## EXCERPT TO READ
--- Start ---

JIL's threat model follows the principle: assume breach, design for containment. Rather than assuming the perimeter is impenetrable, the architecture limits the blast radius of any single compromise. Every component is designed to fail safely - degrading to a halt rather than producing incorrect settlements.

Defense in depth - multiple independent controls at each layer
Fail-closed - ambiguous states halt processing rather than proceeding
Blast radius containment - compromise of one component does not compromise all
Transparent disclosure - known risks are published, not hidden

Adversary Categories

The threat model considers four categories of adversaries, each with different capabilities, motivations, and attack budgets.

Category	Capability	Motivation	Budget
External Attacker	Network access, public API exploitation, phishing	Financial gain, service disruption	Low-Medium
Compromised Insider	Limited system access, credential theft, social engineering	Financial gain, coercion	Medium
Colluding Validators	Consensus participation, attestation manipulation	Financial gain, censorship	Medium-High
State-Level Actor	Infrastructure compromise, cryptographic resources, legal coercion	Surveillance, disruption, sanctions enforcement	High

Attack Surfaces

Five primary attack surfaces are considered in the threat model. Each surface has specific mitigations and monitoring.

1. Consensus Layer

Critical Surface

Attacks targeting validator quorum, settlement ordering, or attestation forgery. Mitigated by 14-of-20 threshold, geographic distribution, and 7-gate validator bootstrap.

2. Wallet / MPC Layer

Critical Surface

Attacks targeting key shard compromise, MPC protocol exploitation, or unauthorized signing. Mitigated by 2-of-3 threshold, WebAuthn, and shard isolation.

3. Bridge Layer

High Surface

Attacks targeting deposit spoofing, mint bypass, or chain watcher manipulation. Mitigated by validator attestation, rate limits, and contract verification.

4. Infrastructure Layer

Medium Surface

Attacks targeting server compromise, DNS hijacking, or supply chain poisoning. Mitigated by image digest verification, signed deployments, and multi-zone redundancy.

5. API / Application Layer

Standard Surface

Attacks targeting API abuse, input injection, or authentication bypass. Mitigated by rate limiting, input validation (Zod), JWT authentication, and CORS enforcement.

--- End ---

## SUPPLIED DATA

--- Start ---

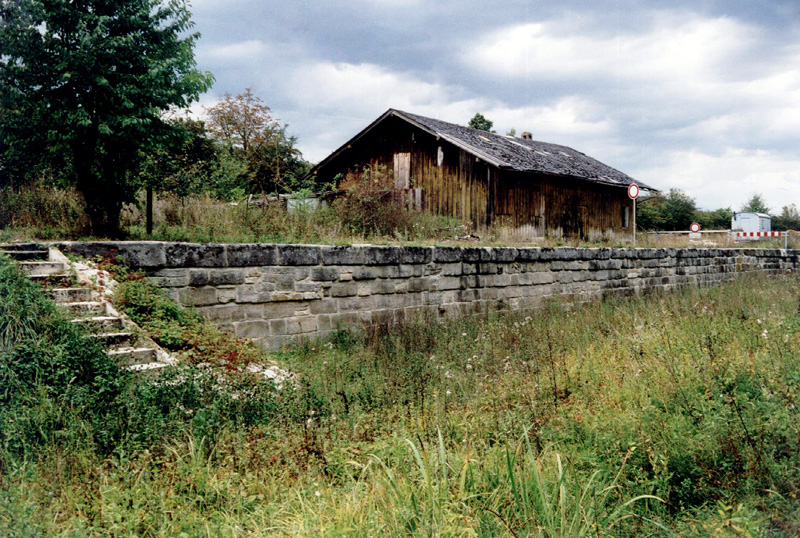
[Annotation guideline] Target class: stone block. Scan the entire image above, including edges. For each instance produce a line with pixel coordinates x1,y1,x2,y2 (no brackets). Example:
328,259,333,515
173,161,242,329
286,316,319,334
320,245,367,265
278,245,322,266
119,241,167,269
399,247,433,264
461,247,492,263
236,285,272,303
438,276,461,290
353,266,390,280
440,263,464,276
311,267,339,282
492,247,517,263
206,269,244,286
217,286,236,304
329,282,358,297
294,280,324,293
189,269,208,286
361,246,400,265
238,320,270,338
179,286,217,306
308,298,338,315
407,278,431,293
517,247,542,262
164,243,227,267
433,247,462,263
225,243,278,267
370,280,395,295
147,269,189,288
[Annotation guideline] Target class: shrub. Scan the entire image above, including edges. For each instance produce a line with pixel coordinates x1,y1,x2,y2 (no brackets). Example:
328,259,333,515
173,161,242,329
334,167,412,235
0,251,128,460
0,181,89,239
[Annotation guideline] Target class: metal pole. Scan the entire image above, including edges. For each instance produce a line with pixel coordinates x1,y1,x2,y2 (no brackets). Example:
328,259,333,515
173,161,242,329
145,187,153,237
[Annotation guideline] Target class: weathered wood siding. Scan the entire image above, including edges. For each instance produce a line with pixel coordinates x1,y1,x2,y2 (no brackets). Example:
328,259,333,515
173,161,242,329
316,118,632,238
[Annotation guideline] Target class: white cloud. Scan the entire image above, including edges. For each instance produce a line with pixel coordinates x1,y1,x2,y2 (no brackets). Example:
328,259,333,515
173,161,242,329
461,13,757,85
197,39,270,63
631,148,800,212
278,62,614,160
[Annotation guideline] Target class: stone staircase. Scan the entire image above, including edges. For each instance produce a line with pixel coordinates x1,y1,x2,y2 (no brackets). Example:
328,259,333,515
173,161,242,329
0,243,177,374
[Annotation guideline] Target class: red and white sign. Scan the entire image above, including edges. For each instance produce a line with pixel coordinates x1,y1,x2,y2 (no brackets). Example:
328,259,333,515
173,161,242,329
736,232,789,237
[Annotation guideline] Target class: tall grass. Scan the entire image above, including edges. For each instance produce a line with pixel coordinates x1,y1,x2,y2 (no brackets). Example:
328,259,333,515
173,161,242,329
0,182,89,239
0,260,800,537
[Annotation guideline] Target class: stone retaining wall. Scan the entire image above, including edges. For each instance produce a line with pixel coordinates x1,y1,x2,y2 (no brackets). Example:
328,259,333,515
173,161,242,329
55,241,800,350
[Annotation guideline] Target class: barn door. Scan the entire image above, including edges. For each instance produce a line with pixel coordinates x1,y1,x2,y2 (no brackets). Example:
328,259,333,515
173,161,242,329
394,152,411,189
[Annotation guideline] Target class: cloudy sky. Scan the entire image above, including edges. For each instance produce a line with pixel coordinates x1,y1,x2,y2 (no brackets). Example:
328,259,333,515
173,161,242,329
186,0,800,212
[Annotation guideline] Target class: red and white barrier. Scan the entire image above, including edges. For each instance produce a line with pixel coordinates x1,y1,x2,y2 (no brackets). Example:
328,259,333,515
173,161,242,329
735,232,789,237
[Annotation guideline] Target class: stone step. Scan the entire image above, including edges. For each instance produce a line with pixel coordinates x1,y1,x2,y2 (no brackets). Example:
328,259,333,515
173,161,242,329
19,262,67,277
72,316,122,332
48,288,92,303
28,273,76,288
126,362,170,377
61,301,108,316
0,249,50,262
87,331,136,351
0,243,47,250
108,347,158,366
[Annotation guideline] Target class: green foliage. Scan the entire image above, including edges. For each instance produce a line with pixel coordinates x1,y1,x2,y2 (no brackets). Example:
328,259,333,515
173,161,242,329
772,204,800,231
0,252,127,460
695,207,733,230
0,0,212,235
739,194,770,214
0,181,90,239
334,167,412,236
636,189,700,230
135,114,221,197
467,112,494,132
0,275,800,538
206,88,309,194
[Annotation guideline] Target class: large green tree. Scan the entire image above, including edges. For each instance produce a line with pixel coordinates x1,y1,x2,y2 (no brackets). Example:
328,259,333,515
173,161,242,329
0,0,213,236
206,88,309,193
741,193,769,213
467,112,494,132
636,189,697,230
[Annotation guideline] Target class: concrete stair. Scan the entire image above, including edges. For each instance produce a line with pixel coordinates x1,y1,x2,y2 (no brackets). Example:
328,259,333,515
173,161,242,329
0,244,176,375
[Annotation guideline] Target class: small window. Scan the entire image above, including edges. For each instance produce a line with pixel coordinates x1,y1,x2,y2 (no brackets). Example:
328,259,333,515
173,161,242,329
394,153,411,189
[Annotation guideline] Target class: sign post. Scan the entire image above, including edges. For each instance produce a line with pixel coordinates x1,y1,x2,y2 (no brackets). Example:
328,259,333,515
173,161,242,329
628,183,639,248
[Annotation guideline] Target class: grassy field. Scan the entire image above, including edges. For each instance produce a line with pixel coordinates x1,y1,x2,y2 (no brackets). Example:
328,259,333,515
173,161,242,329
0,252,800,537
6,184,800,248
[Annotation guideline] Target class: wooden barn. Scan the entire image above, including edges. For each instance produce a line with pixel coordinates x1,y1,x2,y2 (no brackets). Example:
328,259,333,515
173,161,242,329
311,109,655,239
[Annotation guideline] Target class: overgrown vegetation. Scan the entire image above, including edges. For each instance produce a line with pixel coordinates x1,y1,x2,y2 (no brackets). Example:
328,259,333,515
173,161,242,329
0,249,800,537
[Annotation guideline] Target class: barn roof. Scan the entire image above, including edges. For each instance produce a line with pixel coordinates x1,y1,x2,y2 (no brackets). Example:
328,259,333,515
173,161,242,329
312,108,657,191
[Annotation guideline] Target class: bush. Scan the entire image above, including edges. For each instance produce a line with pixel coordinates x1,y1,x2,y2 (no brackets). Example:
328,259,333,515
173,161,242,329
0,181,90,239
0,256,128,462
334,167,412,235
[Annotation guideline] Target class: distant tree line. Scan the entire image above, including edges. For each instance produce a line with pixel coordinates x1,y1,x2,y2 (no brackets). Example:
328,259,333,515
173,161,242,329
0,0,309,237
636,189,800,231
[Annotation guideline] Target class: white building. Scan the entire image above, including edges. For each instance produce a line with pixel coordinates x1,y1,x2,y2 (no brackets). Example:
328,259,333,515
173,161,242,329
731,212,772,232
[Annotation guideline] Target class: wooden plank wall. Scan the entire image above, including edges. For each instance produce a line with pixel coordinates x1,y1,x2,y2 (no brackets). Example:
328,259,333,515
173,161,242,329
316,118,632,238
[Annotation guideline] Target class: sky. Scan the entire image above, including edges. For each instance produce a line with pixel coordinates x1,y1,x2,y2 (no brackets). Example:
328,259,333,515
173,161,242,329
186,0,800,213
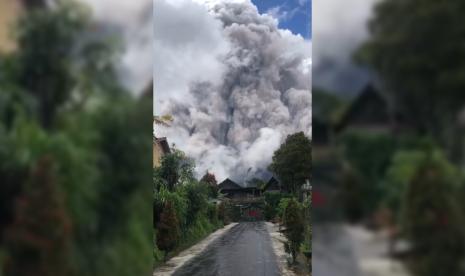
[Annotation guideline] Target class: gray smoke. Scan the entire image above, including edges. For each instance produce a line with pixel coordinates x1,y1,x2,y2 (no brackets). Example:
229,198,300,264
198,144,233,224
154,0,311,181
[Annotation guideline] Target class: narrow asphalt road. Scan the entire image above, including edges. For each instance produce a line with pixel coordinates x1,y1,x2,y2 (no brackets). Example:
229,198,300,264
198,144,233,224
173,222,281,276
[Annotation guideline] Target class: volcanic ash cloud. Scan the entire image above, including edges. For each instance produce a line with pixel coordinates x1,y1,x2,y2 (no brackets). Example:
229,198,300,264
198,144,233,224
155,1,311,181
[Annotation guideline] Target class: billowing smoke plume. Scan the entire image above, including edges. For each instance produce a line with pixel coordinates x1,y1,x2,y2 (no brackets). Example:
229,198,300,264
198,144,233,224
154,0,311,181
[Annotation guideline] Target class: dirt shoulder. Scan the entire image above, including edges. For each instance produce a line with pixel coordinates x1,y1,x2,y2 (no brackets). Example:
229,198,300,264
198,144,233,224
153,223,237,276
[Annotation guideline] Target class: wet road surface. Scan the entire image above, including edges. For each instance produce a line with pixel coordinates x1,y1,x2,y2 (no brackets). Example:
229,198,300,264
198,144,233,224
173,222,281,276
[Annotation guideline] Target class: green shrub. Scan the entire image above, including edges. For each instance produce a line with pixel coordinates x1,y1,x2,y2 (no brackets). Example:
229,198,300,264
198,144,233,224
183,182,208,226
157,201,180,258
277,197,291,219
283,198,305,262
263,192,291,220
403,154,465,276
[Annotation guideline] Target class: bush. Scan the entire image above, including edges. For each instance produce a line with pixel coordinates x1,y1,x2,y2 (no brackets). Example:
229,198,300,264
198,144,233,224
284,198,305,262
263,192,291,220
157,201,180,258
183,182,208,226
277,197,291,220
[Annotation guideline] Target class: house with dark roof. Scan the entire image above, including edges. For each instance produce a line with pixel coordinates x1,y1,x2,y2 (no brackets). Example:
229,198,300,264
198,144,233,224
218,178,260,199
263,176,283,192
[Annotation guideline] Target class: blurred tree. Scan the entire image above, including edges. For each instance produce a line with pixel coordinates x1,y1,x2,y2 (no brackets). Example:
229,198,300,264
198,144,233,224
5,157,71,276
404,155,465,276
356,0,465,161
157,201,180,260
269,132,312,195
200,171,218,198
283,198,305,262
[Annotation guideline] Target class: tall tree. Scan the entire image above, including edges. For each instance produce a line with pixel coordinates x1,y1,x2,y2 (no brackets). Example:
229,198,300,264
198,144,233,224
200,171,218,198
5,156,71,276
356,0,465,161
269,132,312,194
156,201,180,259
284,198,305,262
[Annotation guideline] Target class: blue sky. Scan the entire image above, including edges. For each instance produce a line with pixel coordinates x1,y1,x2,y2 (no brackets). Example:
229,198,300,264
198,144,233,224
252,0,312,39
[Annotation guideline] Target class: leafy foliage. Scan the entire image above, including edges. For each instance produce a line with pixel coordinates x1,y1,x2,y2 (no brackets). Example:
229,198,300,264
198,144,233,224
283,199,304,262
269,132,312,195
357,0,465,160
404,157,465,276
157,201,180,255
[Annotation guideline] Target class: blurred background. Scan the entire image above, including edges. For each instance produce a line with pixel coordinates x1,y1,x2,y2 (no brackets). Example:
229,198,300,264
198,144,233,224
0,0,153,276
312,0,465,276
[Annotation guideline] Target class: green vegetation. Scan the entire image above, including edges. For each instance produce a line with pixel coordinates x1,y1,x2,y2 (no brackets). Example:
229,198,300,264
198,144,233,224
336,0,465,276
263,132,312,269
0,0,153,276
153,149,224,266
269,132,312,195
283,199,305,262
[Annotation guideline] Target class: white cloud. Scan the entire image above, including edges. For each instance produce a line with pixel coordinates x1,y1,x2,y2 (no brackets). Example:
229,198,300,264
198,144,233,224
154,0,311,181
312,0,378,92
266,5,300,22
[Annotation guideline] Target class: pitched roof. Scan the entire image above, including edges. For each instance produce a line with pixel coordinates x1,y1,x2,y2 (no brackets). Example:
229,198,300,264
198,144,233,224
264,176,281,191
336,84,391,132
218,178,242,190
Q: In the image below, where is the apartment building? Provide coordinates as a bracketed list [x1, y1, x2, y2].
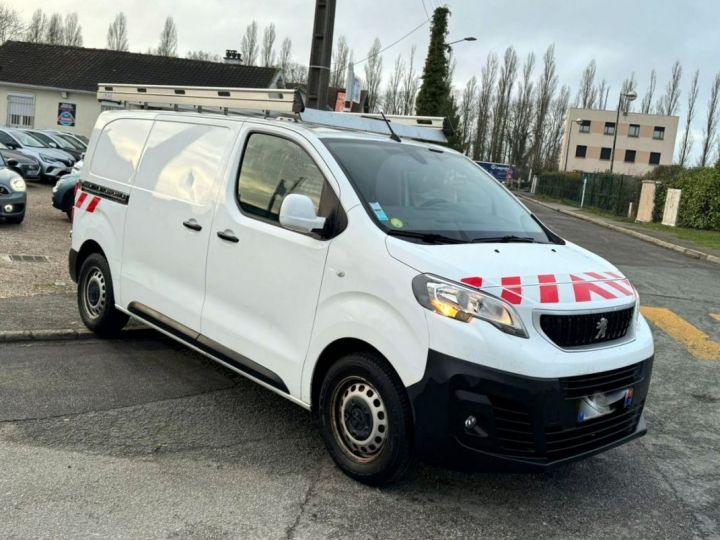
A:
[560, 108, 679, 176]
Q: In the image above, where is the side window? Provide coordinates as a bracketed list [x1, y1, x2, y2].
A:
[237, 133, 325, 223]
[90, 118, 152, 183]
[135, 120, 230, 204]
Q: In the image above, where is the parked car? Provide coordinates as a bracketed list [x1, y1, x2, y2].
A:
[0, 128, 75, 181]
[69, 106, 654, 484]
[0, 152, 27, 223]
[0, 143, 42, 180]
[23, 129, 85, 161]
[43, 129, 87, 152]
[52, 174, 80, 220]
[475, 161, 517, 184]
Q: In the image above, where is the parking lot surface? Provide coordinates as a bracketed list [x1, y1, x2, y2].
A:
[0, 199, 720, 538]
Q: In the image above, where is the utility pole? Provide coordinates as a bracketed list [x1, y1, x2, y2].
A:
[308, 0, 335, 111]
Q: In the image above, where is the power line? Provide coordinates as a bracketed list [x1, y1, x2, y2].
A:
[353, 18, 430, 66]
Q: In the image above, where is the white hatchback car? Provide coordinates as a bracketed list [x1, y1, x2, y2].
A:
[70, 99, 654, 485]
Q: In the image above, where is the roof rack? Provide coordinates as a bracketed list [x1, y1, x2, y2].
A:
[97, 83, 444, 143]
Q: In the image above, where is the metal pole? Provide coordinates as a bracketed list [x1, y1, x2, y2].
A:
[610, 94, 622, 174]
[308, 0, 335, 111]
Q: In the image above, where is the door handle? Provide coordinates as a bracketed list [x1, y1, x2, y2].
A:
[218, 229, 240, 244]
[183, 218, 202, 231]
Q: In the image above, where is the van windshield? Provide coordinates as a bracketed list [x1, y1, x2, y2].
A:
[323, 139, 556, 243]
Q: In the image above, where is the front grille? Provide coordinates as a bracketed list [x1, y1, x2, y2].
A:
[545, 404, 642, 460]
[492, 398, 537, 457]
[560, 362, 643, 399]
[540, 306, 635, 347]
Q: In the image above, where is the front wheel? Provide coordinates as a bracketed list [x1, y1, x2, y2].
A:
[78, 253, 129, 337]
[319, 352, 415, 485]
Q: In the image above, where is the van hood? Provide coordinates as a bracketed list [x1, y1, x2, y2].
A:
[386, 236, 635, 309]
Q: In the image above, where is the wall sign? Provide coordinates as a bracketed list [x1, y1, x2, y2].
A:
[58, 103, 76, 127]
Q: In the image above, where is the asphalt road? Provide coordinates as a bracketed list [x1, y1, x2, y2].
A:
[0, 204, 720, 539]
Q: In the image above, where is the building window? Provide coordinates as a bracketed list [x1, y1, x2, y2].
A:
[7, 94, 35, 128]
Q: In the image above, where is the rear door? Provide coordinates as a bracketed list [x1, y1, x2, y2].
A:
[200, 127, 340, 395]
[121, 119, 233, 332]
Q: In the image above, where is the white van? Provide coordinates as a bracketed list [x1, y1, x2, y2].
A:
[69, 85, 654, 485]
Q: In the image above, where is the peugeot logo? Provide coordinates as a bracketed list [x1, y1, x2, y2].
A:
[595, 317, 607, 339]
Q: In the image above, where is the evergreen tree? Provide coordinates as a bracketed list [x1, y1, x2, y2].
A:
[415, 7, 462, 150]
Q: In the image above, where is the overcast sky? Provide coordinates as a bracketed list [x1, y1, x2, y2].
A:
[5, 0, 720, 159]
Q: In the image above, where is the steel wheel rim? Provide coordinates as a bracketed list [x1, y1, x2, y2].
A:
[332, 376, 389, 463]
[83, 267, 107, 319]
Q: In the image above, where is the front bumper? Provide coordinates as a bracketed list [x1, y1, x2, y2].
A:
[408, 350, 653, 471]
[0, 192, 27, 217]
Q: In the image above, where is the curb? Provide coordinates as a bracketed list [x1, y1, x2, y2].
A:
[0, 328, 154, 343]
[517, 195, 720, 264]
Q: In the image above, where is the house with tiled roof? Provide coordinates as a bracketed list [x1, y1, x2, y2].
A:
[0, 41, 282, 136]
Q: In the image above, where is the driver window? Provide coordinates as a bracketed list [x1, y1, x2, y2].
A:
[237, 133, 325, 223]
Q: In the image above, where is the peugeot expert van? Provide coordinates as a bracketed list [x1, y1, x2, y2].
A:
[69, 93, 654, 485]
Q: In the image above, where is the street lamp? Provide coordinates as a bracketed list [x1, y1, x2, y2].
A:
[565, 118, 585, 172]
[610, 90, 637, 174]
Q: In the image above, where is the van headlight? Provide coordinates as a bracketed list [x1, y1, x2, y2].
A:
[10, 178, 27, 193]
[412, 274, 528, 338]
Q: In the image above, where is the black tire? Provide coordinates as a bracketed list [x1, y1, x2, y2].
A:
[78, 253, 129, 337]
[318, 352, 415, 486]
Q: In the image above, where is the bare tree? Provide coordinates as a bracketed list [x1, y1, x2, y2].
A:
[576, 59, 597, 109]
[658, 60, 682, 116]
[365, 38, 382, 112]
[680, 70, 700, 166]
[383, 54, 405, 114]
[156, 17, 177, 56]
[0, 3, 25, 44]
[490, 47, 517, 161]
[543, 86, 570, 171]
[458, 77, 478, 154]
[185, 51, 222, 62]
[44, 13, 65, 45]
[400, 45, 420, 115]
[473, 52, 498, 160]
[640, 69, 657, 114]
[240, 21, 258, 66]
[25, 8, 47, 43]
[620, 71, 637, 113]
[107, 12, 130, 51]
[700, 72, 720, 167]
[278, 38, 292, 75]
[532, 45, 558, 171]
[508, 52, 535, 165]
[330, 36, 350, 88]
[597, 79, 610, 111]
[64, 13, 82, 47]
[260, 23, 276, 67]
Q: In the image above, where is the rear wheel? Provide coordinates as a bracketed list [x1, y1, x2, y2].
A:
[78, 253, 129, 337]
[318, 352, 414, 485]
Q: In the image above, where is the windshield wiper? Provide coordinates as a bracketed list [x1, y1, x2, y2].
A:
[472, 234, 536, 244]
[387, 229, 466, 244]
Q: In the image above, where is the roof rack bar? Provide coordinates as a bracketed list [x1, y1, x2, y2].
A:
[97, 83, 305, 113]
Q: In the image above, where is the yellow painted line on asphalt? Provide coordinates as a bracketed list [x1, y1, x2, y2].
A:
[640, 306, 720, 360]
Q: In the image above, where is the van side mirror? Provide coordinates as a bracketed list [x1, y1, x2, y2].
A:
[280, 193, 325, 233]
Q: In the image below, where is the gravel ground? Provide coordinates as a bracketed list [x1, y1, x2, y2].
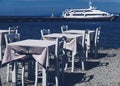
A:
[0, 49, 120, 86]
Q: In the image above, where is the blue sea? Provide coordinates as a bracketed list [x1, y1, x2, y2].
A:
[0, 17, 120, 49]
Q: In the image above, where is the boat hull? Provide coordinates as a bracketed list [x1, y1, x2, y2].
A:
[63, 16, 117, 21]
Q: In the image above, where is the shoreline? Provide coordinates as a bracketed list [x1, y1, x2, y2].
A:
[0, 48, 120, 86]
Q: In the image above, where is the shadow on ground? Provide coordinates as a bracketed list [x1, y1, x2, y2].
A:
[89, 53, 108, 59]
[0, 76, 2, 86]
[64, 72, 85, 86]
[85, 61, 100, 70]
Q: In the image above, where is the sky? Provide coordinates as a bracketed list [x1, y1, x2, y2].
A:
[0, 0, 120, 16]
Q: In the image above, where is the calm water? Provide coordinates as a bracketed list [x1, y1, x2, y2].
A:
[0, 17, 120, 48]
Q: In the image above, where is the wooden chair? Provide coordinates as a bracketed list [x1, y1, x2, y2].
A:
[65, 30, 88, 70]
[34, 37, 65, 86]
[40, 29, 51, 39]
[94, 27, 101, 58]
[61, 25, 68, 33]
[4, 30, 27, 86]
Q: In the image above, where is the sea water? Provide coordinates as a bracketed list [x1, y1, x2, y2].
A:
[0, 17, 120, 48]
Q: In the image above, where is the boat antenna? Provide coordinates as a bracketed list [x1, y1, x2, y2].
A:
[89, 0, 92, 9]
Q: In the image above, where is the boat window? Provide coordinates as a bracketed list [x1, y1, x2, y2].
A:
[86, 14, 103, 16]
[75, 10, 92, 12]
[73, 14, 84, 16]
[66, 14, 70, 16]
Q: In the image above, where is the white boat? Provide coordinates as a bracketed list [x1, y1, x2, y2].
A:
[62, 1, 115, 20]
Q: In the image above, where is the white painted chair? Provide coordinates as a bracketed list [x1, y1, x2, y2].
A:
[4, 29, 26, 86]
[4, 33, 20, 82]
[40, 29, 51, 39]
[94, 27, 101, 58]
[65, 30, 88, 70]
[34, 37, 65, 86]
[61, 25, 68, 33]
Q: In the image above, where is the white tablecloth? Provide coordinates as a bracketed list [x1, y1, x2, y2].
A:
[0, 30, 8, 60]
[2, 39, 55, 67]
[44, 33, 82, 72]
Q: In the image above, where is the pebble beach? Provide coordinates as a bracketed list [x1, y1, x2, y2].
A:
[0, 49, 120, 86]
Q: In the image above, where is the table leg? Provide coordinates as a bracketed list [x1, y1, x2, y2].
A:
[12, 62, 17, 86]
[71, 53, 74, 72]
[42, 68, 47, 86]
[0, 45, 2, 61]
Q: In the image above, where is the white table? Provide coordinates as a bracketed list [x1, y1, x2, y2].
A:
[0, 30, 9, 61]
[43, 33, 82, 72]
[2, 39, 56, 86]
[64, 30, 95, 58]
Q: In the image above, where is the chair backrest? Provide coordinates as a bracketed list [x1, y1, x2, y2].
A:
[82, 30, 88, 48]
[40, 29, 51, 39]
[9, 26, 18, 34]
[55, 37, 66, 57]
[4, 33, 20, 45]
[94, 27, 101, 45]
[61, 25, 68, 33]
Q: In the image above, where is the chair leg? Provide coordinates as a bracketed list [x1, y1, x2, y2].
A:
[22, 63, 25, 86]
[64, 63, 68, 70]
[94, 46, 98, 58]
[34, 62, 38, 86]
[81, 61, 85, 70]
[6, 64, 10, 82]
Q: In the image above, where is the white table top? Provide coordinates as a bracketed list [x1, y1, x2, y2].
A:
[44, 33, 82, 38]
[0, 29, 9, 33]
[2, 39, 56, 67]
[64, 30, 95, 34]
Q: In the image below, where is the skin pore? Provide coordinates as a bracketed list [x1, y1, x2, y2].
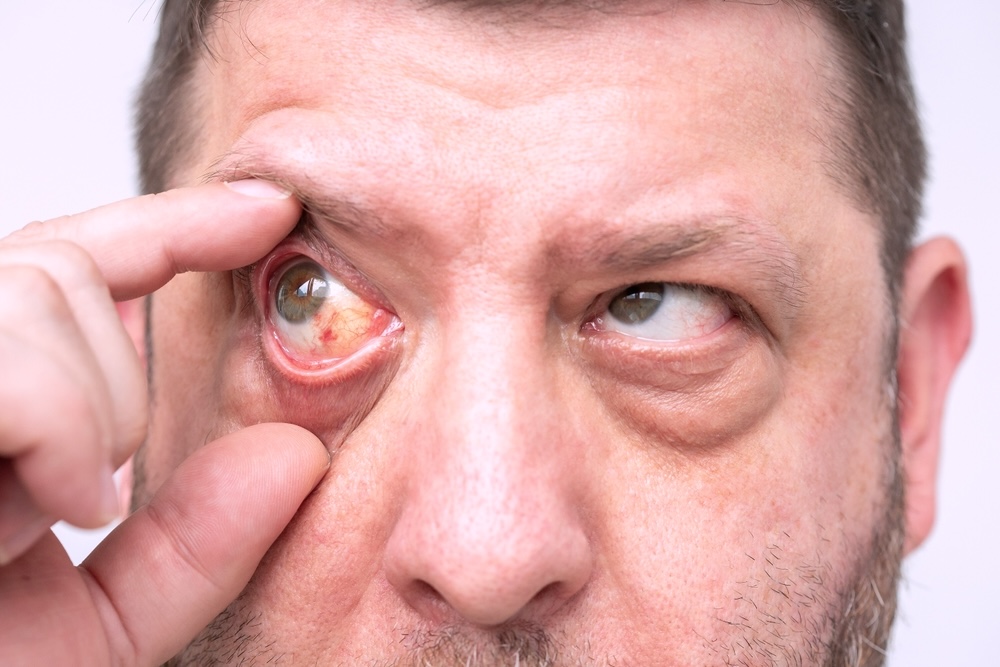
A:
[136, 0, 903, 665]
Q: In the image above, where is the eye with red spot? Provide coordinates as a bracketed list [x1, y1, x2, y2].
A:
[268, 256, 399, 368]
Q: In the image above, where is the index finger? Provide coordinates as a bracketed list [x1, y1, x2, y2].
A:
[4, 179, 301, 301]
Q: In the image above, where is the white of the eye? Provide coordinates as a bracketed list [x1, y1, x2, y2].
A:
[602, 284, 733, 341]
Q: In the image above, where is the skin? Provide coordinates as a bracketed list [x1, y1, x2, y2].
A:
[0, 0, 970, 665]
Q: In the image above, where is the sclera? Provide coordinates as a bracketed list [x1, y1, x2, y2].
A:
[255, 247, 403, 382]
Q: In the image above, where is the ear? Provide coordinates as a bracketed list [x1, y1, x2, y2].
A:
[897, 238, 972, 553]
[115, 297, 147, 508]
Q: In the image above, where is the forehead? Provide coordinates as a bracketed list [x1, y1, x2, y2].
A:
[198, 0, 868, 284]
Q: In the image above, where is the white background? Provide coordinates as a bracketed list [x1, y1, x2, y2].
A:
[0, 0, 1000, 667]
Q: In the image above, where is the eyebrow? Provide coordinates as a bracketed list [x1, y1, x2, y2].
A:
[564, 216, 805, 310]
[202, 150, 391, 240]
[205, 146, 805, 310]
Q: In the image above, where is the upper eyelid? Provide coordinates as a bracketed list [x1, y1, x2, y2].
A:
[581, 280, 775, 341]
[251, 235, 394, 312]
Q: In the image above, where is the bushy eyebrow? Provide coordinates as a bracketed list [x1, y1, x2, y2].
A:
[548, 215, 805, 310]
[206, 150, 805, 310]
[202, 150, 391, 240]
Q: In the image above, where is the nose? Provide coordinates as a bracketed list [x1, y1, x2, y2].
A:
[385, 320, 593, 627]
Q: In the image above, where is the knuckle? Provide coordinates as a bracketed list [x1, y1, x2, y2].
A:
[0, 265, 70, 324]
[0, 239, 104, 290]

--- End ---

Extract the stretch of the threat model excerpt from "Attacks targeting API" through "and CORS enforcement.", word for word. The data has no connection to the threat model excerpt.

## RIGHT ANSWER
Attacks targeting API abuse, input injection, or authentication bypass. Mitigated by rate limiting, input validation (Zod), JWT authentication, and CORS enforcement.